===== Supplied data =====

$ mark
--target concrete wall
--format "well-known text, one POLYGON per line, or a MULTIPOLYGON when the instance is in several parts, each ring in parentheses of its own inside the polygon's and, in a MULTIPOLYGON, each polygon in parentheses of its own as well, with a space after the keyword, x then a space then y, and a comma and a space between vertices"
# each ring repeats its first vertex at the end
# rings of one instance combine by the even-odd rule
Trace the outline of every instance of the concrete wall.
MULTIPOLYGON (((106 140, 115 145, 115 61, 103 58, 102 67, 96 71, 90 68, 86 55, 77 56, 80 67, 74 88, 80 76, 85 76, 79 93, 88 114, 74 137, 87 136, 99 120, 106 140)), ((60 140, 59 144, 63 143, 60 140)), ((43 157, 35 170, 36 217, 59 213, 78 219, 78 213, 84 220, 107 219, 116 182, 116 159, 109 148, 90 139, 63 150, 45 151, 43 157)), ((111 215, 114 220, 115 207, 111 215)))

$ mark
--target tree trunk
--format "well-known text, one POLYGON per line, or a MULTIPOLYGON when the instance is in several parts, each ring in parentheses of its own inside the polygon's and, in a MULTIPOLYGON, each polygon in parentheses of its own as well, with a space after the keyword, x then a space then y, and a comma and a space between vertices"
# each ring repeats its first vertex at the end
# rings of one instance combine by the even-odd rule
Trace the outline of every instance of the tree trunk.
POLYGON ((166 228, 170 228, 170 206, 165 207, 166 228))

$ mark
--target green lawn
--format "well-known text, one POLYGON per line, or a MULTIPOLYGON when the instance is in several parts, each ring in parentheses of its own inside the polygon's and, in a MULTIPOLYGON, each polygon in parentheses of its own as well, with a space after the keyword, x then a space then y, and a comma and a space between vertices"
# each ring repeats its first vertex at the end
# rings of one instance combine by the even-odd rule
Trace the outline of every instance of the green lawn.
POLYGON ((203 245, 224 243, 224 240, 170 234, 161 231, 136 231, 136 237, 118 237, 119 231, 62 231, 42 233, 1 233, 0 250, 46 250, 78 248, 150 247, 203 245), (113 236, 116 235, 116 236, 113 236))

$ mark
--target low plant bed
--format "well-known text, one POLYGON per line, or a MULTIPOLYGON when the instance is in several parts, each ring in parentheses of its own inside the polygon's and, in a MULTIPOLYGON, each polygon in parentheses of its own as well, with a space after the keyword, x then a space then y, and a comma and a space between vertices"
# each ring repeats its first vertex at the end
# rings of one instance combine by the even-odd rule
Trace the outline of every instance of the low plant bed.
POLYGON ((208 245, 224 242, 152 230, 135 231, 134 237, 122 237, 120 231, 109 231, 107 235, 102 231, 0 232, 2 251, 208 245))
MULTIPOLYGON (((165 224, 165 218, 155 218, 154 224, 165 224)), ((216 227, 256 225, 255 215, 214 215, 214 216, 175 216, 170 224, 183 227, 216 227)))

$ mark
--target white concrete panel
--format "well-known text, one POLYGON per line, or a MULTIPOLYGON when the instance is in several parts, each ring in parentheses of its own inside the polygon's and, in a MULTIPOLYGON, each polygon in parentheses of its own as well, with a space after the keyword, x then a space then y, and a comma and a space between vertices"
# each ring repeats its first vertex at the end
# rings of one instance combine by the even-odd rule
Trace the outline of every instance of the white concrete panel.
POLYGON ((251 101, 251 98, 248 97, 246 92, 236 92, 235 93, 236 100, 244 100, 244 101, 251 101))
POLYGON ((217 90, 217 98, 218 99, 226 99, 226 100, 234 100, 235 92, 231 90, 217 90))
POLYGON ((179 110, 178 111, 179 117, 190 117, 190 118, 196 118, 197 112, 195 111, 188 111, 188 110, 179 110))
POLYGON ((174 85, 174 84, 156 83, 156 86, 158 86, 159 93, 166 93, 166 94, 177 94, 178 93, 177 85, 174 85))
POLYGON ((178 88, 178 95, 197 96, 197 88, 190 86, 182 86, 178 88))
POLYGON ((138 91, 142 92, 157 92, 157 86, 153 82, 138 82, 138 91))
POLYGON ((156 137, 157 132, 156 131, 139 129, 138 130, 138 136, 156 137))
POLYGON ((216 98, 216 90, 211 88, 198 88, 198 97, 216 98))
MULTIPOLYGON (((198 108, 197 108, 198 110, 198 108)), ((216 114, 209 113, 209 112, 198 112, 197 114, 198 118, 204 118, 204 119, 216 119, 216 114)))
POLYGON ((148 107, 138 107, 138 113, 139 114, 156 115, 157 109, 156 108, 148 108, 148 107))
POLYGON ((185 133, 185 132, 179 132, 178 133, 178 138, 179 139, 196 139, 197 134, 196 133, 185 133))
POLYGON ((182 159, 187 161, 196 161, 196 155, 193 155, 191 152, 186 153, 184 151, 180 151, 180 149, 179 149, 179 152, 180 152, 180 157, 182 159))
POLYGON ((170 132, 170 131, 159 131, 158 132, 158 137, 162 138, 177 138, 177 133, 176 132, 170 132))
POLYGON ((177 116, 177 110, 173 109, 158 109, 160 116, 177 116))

=====

■ Task to carry out ■
Hand back the material above in full, exactly as written.

■ Output for this exercise ■
$ mark
--target concrete wall
--format "well-known text, one POLYGON per line, or a MULTIPOLYGON when the instance is in several parts, each ring in parentheses of its own inside the polygon's and, in a MULTIPOLYGON, each polygon in parentheses of its own as well, with a space after the keyword, x then a space then y, and a comma and a space between vertices"
# each ring repeats its first vertex at the end
# rings of one instance combine by the even-odd rule
Trace the outline of every instance of the concrete wall.
MULTIPOLYGON (((106 140, 115 145, 115 61, 103 58, 102 67, 96 71, 90 68, 86 55, 77 56, 80 67, 74 88, 80 76, 85 76, 79 93, 88 114, 74 137, 87 136, 99 120, 106 140)), ((60 140, 59 144, 63 143, 60 140)), ((43 157, 35 170, 36 217, 59 213, 78 219, 78 213, 84 220, 107 219, 116 182, 116 159, 109 148, 90 139, 63 150, 45 151, 43 157)), ((111 215, 114 220, 115 207, 111 215)))

$ mark
--target tree trunk
--format "well-known text, one POLYGON per line, or a MULTIPOLYGON when the instance is in several parts, each ring in parentheses of its own inside the polygon's and, in a MULTIPOLYGON, each polygon in parentheses of its own as well, with a space after the keyword, x then a space then y, and a comma and a space between vertices"
# each ring repeats its first vertex at the end
# rings of one instance combine by the even-odd rule
Trace the outline of every instance of the tree trunk.
POLYGON ((166 228, 170 228, 170 206, 165 207, 166 228))

$ mark
--target green lawn
--format "well-known text, one POLYGON per line, or a MULTIPOLYGON when the instance is in several parts, each ring in parentheses of its own inside the polygon's and, in a MULTIPOLYGON, each polygon in parentheses of its own as well, with a space after the keyword, x then a space then y, and a comma and a space between vertices"
# each ring repeats its first vertex at the end
# rings of one instance combine by the even-odd rule
Trace the outline of every instance of the green lawn.
POLYGON ((203 245, 224 243, 224 240, 170 234, 161 231, 136 231, 136 237, 118 237, 119 231, 62 231, 42 233, 1 233, 0 250, 46 250, 78 248, 150 247, 203 245), (113 236, 116 235, 116 236, 113 236))

$ mark
--target low plant bed
--format "well-known text, one POLYGON per line, or a MULTIPOLYGON when the instance is in several parts, each ring in parentheses of its own inside the polygon's and, in a MULTIPOLYGON, each polygon in parentheses of its own as well, with a space after the keyword, x then a space then y, and a comma and a space between vertices"
# each ring repeats its first vertex at the end
# rings of one instance combine by the even-odd rule
Trace the outline of every instance of the low plant bed.
POLYGON ((208 245, 224 242, 152 230, 135 231, 134 237, 122 237, 120 231, 109 231, 107 235, 102 231, 0 232, 2 251, 208 245))
MULTIPOLYGON (((165 224, 165 218, 155 218, 154 224, 165 224)), ((216 227, 256 225, 255 215, 214 215, 214 216, 175 216, 170 224, 183 227, 216 227)))

$ mark
--target white concrete panel
--format "well-known text, one POLYGON per line, or a MULTIPOLYGON when the instance is in several parts, each ring in parentheses of its own inside the polygon's and, in a MULTIPOLYGON, each polygon in parentheses of its own as well, with a space after the keyword, x then a space then y, and a comma and a space between vertices"
# each ring repeats its first vertex at the end
# rings of one instance combine by the even-odd rule
Trace the outline of every instance of the white concrete panel.
POLYGON ((251 101, 251 98, 248 97, 246 92, 236 92, 235 93, 236 100, 244 100, 244 101, 251 101))
POLYGON ((217 90, 217 98, 218 99, 226 99, 226 100, 234 100, 235 92, 231 90, 217 90))
POLYGON ((179 110, 178 111, 179 117, 190 117, 190 118, 196 118, 197 112, 195 111, 188 111, 188 110, 179 110))
POLYGON ((174 85, 174 84, 156 83, 156 86, 158 86, 159 93, 166 93, 166 94, 177 94, 178 93, 177 85, 174 85))
POLYGON ((178 88, 178 95, 197 96, 197 88, 190 86, 182 86, 178 88))
POLYGON ((138 91, 142 92, 157 92, 157 86, 153 82, 138 82, 138 91))
POLYGON ((156 137, 157 132, 156 131, 139 129, 138 130, 138 136, 156 137))
POLYGON ((216 98, 216 90, 211 88, 198 88, 198 97, 216 98))
MULTIPOLYGON (((198 108, 197 108, 198 110, 198 108)), ((216 114, 209 113, 209 112, 198 112, 197 114, 198 118, 204 118, 204 119, 216 119, 216 114)))
POLYGON ((148 107, 138 107, 138 113, 139 114, 156 115, 157 109, 156 108, 148 108, 148 107))
POLYGON ((185 133, 185 132, 179 132, 178 133, 178 138, 179 139, 196 139, 197 134, 196 133, 185 133))
POLYGON ((182 159, 187 161, 196 161, 196 155, 193 155, 191 152, 186 153, 184 151, 180 151, 180 149, 179 149, 179 152, 180 152, 180 157, 182 159))
POLYGON ((170 132, 170 131, 159 131, 158 132, 158 137, 162 138, 177 138, 177 133, 176 132, 170 132))
POLYGON ((177 116, 177 110, 173 109, 158 109, 160 116, 177 116))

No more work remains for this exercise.